Loading...
ANALISIS
Penulis: Teuku Kemal Fasya 00:00 WIB | Rabu, 18 Januari 2017

Buku Berdusta

Kontroversi buku Jokowi Undercover mungkin sudah berlalu. Tetapi ada pelajaran yang patut dipetik: jangan pernah sembarangan menulis buku!

SATUHARAPAN.COM - Menulis buku bukan saja pekerjaan besar tapi juga sakral. Tujuannya bukan saja memberikan informasi tapi lebih jauh lagi : menyerukan kebenaran! Penggunaan metodologi atau epistemologi hanya agar kebenaran itu tersampaikan dengan kaidah-kaidah ilmiah.

Itu pula alasan kenapa buku yang saya publikasi tidak sebanyak artikel opini dan esai. Menulis buku seperti berlari maraton sedangkan menulis artikel adalah jogging untuk lima-enam kilometer plus pemanasan dan pendinginan. Meskipun proses kebugaran harus dimiliki sebelumnya, yaitu kesadaran akan masalah, aspek referensial harus telah terendap yang berasal dari bacaan kapan dan entah di mana. Makanya keduanya memiliki derajat keilmiahan dan keterbacaan (readability) yang tidak boleh sepelekan.

Ketika menulis, saya harus berpikir publik mana yang akan membacanya. Tentu saya akan menyasar pembaca yang nyaman dengan tulisan itu. Saintifisme – istilah yang kini mulai jarang digunakan yang dulunya dipopulerkan oleh Karl Popper – adalah syarat yang tidak boleh dikerutkan oleh apapun ketika kita menulis artikel apalagi buku. Tiga unsur itu adalah data/fakta, analisis, dan bahasa. Data/fakta menunjukkan yang kita tuliskan memiliki pijakan empiris-faktualnya. Analisis adalah paradigma yang menunjukkan seberapa dalam dan reflektif tulisan itu. Bahasa tentu saja adalah terminal terakhir.

Menulis bukan hanya mengguratkan kata-kata. Harus ada yang melampaui diksi, frasa, dan kalimat langsung. Fungsi konotasi dan metafora berjalan merapat di dalamnya. Tulisan harus memiliki kebugarannya dengan sastra, jouissance (gairah dan imajinasi libidinal), dan retorika. Menulis adalah pilihan untuk menunda hilangnya ide karena bukan sekedar ceramah atau diskusi. Dalam pepatah Latin disebut Vox audita perit, scripta littera manet. Suara yang diembuskan akan hilang, tapi kalam yang dituliskan akan berkekalan.

--------

*Soal Tertulis a*.
Tulis lagi semua catatan di bawah, tapi ganti "police car" dengan "ambulance" dan biarkan bagian lainnya tetap sama.

Cuplikan dataset tentang penunjukan objek
--------

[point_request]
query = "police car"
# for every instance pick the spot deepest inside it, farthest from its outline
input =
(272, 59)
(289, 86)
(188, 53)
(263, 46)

--------

*Soal Tertulis b*.
Sebutkan semua unsur saintifisme yang disebut dalam teks tentang menulis buku.

*Jawaban Tertulis a*.
[point_request]
query = "ambulance"
# for every instance pick the spot deepest inside it, farthest from its outline
input =
(272, 59)
(289, 86)
(188, 53)
(263, 46)

*Jawaban Tertulis b*.
data/fakta, analisis, bahasa